EXERCISE DETAILS> If an entry holds a picture, leave the picture out and copy the rest of the listing exactly.

INPUT DATA>
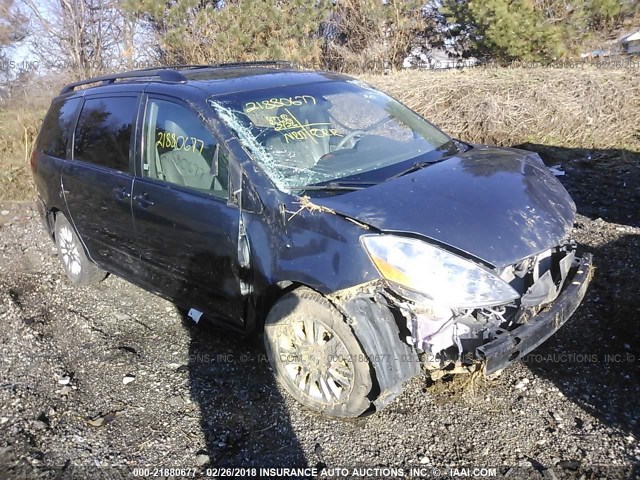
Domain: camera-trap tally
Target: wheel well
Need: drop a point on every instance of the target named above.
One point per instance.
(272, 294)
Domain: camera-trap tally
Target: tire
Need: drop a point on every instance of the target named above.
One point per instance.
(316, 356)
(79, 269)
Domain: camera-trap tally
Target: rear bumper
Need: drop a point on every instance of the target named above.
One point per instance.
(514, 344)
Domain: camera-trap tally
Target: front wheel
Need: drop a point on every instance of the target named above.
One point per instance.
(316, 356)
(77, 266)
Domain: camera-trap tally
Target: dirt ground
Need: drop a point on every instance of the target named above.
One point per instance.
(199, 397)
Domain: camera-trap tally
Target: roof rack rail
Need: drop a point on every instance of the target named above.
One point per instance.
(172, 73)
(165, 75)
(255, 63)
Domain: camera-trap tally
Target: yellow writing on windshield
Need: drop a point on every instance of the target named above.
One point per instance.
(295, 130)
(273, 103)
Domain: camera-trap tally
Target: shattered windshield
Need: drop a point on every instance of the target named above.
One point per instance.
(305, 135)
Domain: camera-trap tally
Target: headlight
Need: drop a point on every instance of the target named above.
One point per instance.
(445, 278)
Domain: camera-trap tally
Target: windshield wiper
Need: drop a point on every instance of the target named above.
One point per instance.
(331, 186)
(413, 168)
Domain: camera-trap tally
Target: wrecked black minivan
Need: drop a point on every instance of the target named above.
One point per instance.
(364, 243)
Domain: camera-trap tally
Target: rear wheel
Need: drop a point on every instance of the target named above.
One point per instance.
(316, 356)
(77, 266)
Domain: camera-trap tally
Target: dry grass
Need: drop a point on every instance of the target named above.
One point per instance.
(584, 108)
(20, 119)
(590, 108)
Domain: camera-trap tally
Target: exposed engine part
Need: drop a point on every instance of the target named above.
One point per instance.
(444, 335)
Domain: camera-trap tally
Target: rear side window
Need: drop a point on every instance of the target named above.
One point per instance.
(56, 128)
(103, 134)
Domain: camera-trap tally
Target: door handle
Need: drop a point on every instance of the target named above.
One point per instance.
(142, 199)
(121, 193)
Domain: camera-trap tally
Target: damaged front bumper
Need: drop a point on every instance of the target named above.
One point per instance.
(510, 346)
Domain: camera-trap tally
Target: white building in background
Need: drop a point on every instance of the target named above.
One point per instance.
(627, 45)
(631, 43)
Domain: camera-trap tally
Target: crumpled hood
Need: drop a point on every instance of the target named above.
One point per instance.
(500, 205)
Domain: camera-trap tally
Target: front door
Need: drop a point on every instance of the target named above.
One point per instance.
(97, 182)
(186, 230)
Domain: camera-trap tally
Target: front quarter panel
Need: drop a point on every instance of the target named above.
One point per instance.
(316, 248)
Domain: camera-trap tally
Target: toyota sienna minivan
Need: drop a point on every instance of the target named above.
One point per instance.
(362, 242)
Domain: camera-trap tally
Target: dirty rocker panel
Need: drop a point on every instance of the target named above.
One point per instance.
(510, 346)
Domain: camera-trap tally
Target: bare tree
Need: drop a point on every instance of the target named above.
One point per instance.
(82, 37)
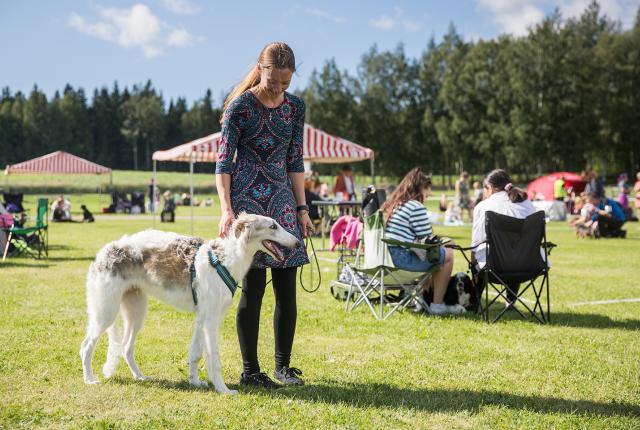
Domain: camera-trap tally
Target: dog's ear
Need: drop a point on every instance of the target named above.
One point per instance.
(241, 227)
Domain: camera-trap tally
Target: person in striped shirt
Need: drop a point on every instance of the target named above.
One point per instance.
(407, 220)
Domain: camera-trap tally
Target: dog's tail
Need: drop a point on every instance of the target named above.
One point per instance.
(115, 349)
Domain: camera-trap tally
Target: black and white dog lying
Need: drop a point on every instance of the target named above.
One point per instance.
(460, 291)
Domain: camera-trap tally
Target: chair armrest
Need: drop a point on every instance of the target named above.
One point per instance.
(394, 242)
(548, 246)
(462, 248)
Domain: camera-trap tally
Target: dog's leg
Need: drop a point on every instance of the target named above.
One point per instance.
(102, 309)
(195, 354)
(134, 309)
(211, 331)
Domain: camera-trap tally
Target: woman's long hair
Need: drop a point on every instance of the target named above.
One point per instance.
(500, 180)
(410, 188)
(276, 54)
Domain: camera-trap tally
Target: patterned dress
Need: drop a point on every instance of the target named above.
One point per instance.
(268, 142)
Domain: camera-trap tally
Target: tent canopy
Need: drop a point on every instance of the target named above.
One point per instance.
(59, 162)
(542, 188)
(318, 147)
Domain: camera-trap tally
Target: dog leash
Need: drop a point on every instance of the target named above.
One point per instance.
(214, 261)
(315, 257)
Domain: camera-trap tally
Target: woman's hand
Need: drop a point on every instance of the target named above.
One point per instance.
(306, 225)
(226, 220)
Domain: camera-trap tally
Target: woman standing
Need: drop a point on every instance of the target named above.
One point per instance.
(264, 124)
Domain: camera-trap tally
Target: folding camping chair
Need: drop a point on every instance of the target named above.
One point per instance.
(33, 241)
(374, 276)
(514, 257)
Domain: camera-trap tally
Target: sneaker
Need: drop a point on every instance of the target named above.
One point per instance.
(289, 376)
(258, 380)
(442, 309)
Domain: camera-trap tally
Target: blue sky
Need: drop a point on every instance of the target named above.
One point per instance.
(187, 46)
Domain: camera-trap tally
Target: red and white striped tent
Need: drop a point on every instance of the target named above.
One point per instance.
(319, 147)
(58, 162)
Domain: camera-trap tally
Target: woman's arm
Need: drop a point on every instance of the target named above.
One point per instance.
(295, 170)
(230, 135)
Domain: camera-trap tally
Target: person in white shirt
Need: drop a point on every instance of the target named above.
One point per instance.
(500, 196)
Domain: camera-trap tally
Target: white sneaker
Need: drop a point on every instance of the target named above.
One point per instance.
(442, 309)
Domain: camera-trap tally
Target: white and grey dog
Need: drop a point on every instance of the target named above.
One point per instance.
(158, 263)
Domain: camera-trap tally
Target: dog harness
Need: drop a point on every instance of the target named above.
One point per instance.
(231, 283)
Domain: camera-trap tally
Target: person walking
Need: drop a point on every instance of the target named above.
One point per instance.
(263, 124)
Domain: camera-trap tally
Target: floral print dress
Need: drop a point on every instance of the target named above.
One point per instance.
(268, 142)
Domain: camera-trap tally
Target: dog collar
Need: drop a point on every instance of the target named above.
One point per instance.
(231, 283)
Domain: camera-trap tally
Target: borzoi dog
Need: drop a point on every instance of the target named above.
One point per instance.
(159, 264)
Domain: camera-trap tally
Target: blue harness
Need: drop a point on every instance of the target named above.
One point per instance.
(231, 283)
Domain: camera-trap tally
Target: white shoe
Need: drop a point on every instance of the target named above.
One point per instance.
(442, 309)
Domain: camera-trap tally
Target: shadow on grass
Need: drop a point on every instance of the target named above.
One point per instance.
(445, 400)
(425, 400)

TASK RESPONSE>
Domain: camera-trap tally
Target: wheel well
Need: drop a point on every instance of the target named above.
One point per instance.
(272, 294)
Domain: camera-trap tally
Target: tire
Need: drop a point on every instance of the target named above.
One point per instance.
(316, 356)
(79, 269)
Domain: camera-trap tally
Target: rear bumper
Need: drop a point on every instance of the target named above.
One point per instance.
(514, 344)
Domain: camera-trap tally
Target: front wheel
Need: drop a point on every instance of the target named above.
One point per instance.
(316, 356)
(77, 266)
Domain: camera-trap tally
Target: dirt ground
Need: drop a point on every instance of the target named above.
One point per instance.
(199, 397)
Domain: camera-trap tally
Target: roof rack rail
Need: drop a point on every instance of the target named above.
One point per instance.
(172, 73)
(165, 75)
(255, 63)
Domain: camera-trap tally
Target: yellow writing on windshield
Need: drop a point on every instance of the target named above.
One point per instance.
(295, 130)
(273, 103)
Domain: camera-trap tally
Target: shattered windshield
Need: drop a point on every instance of the target named above.
One point per instance.
(305, 135)
Domain: camera-trap tally
Target: headlight
Need: drop a point on every instance of the target named above.
One point per instance.
(445, 278)
Domain: camera-trap tally
Target: windshield wiper
Need: drop a point on every instance of the target named above.
One point per instance.
(331, 186)
(413, 168)
Domain: camera-trap tally
Target: wrecked black minivan
Need: drop a point on every instance of the target named above.
One point per instance.
(364, 243)
Domain: camera-trap tally
Target: rear wheel
Need: drop a point on every instance of the target named above.
One point per instance.
(316, 356)
(77, 266)
Domain: camera-trap tally
Target: dry grass
Need: drop a point on every instance of the target named above.
One point per instance.
(584, 108)
(20, 119)
(590, 108)
Domain: camera-trap tally
Target: exposed engine part
Need: drop a point on every instance of the target named above.
One point per instance.
(444, 335)
Domain: camera-trap tally
Target: rear side window
Need: drop a point on every instance of the target named above.
One point per instance.
(56, 128)
(103, 134)
Domain: camera-trap tally
Target: door handle
Need: drop a point on every instance of the target named above.
One point per instance.
(142, 199)
(121, 193)
Domain: camera-trap tally
Target: damaged front bumper
Need: drop a point on every instance of the target named above.
One point per instance.
(510, 346)
Domain: camera-trap tally
Target: white building in background
Need: drop a point on every instance of the target named above.
One point per instance.
(627, 45)
(631, 43)
Domain: camera-trap tally
Target: crumpled hood
Need: drop a point on every instance of the target named above.
One point per instance.
(500, 205)
Domain: camera-trap tally
Target: front door
Need: drop a point on every instance of the target named above.
One point per instance.
(97, 182)
(186, 230)
Domain: camera-trap tally
Target: front quarter panel
Need: drop a point on every instance of the target named above.
One point per instance.
(316, 248)
Domain: camera-trap tally
Target: toyota sienna minivan
Need: drop a point on every instance of the target named above.
One point per instance.
(362, 242)
Domain: camera-trap tally
Target: dirty rocker panel
Need: drop a point on every instance of the target named above.
One point per instance.
(510, 346)
Domain: camera-trap tally
Target: bare tree
Need: drop a point on every instance of the target named above.
One point per instance.
(82, 37)
Domain: camera-trap tally
Target: dog's ear
Need: drop a point on every instance of the target named above.
One point per instance.
(241, 227)
Domain: camera-trap tally
Target: person in striped shirt
Need: drop a point on every instance of the target named above.
One point per instance.
(407, 220)
Domain: camera-trap tally
Target: dog's tail
Need: drop a point on every instance of the target named above.
One point per instance.
(115, 349)
Domain: camera-trap tally
Target: black and white dog lying
Need: drop a point on every instance of the target named above.
One point per instance.
(460, 291)
Domain: camera-trap tally
Target: chair armrest
Need: drop a point on every instance of the target named above.
One point per instance.
(394, 242)
(548, 246)
(462, 248)
Domain: camera-trap tally
Target: dog's leg
Need: drop a point on every instance of the target named above.
One point per instance.
(102, 309)
(195, 354)
(134, 309)
(211, 331)
Domain: camera-trap tally
Target: woman's long hair
Need: drop a point on every instance of the target named above.
One point per instance.
(500, 180)
(410, 188)
(276, 54)
Domain: camera-trap tally
Target: patterned dress
Need: drop a point on every instance of the target named above.
One point per instance.
(268, 142)
Domain: camera-trap tally
Target: tent canopy
Need: drop a point on every instance of the target named above.
One point per instance.
(59, 162)
(542, 188)
(318, 147)
Domain: camera-trap tally
Target: dog leash
Need: drop a point on every instance of the target named above.
One point per instance.
(214, 261)
(315, 257)
Domain: camera-trap tally
Target: woman's hand
Need: drop a point on every instance of the target named above.
One point per instance.
(306, 225)
(226, 220)
Domain: camera-trap tally
Target: woman standing
Need: drop a point on every instance of the target named above.
One point per instance.
(264, 124)
Domain: camera-trap tally
Target: folding camping chair
Need: drop a point on every instance of the target named above.
One point per instance.
(33, 241)
(374, 276)
(514, 257)
Domain: camera-trap tally
Target: sneaker
Need: drop a point on every instance of the target named above.
One point per instance.
(289, 376)
(258, 380)
(442, 309)
Domain: camera-trap tally
Target: blue sky
Need: drop a point on every instance of the target named above.
One point per instance.
(187, 46)
Domain: camera-trap tally
Target: red and white striped tent
Need: drop a point on every instance of the target named above.
One point per instance.
(319, 147)
(58, 162)
Domain: camera-trap tally
Target: woman's arm
Need: drop a point on every instance of the target named above.
One point per instance.
(295, 170)
(230, 135)
Domain: camera-trap tally
Target: person in white shirt
Need: drop a point on every instance of the target named above.
One point per instance.
(500, 196)
Domain: camera-trap tally
Target: white sneaker
Need: drop a point on every instance of the target named above.
One point per instance.
(442, 309)
Domain: camera-trap tally
Target: white and grey dog
Need: drop a point on every instance of the target named above.
One point per instance.
(158, 263)
Domain: camera-trap tally
Target: dog harness
Need: drop a point on every instance of the target named above.
One point per instance.
(231, 283)
Domain: camera-trap tally
Target: person walking
Need: drop a point on every instance of the target named above.
One point per instance.
(263, 124)
Domain: camera-trap tally
Target: floral print dress
Need: drop a point on every instance of the target named above.
One point per instance.
(268, 142)
Domain: camera-trap tally
Target: dog collar
Need: drop a point on every instance of the target named above.
One point per instance.
(231, 283)
Domain: camera-trap tally
Target: borzoi dog
Need: drop a point on every instance of the target named above.
One point per instance.
(159, 264)
Domain: camera-trap tally
Target: blue harness
Need: drop a point on every instance of the target named above.
One point per instance.
(231, 283)
Domain: camera-trap tally
Target: white shoe
Need: drop a point on every instance of the target named above.
One point per instance.
(442, 309)
Domain: camera-trap tally
Target: shadow on grass
Need: drop a point on every instance of the target named above.
One point per instance.
(445, 400)
(425, 400)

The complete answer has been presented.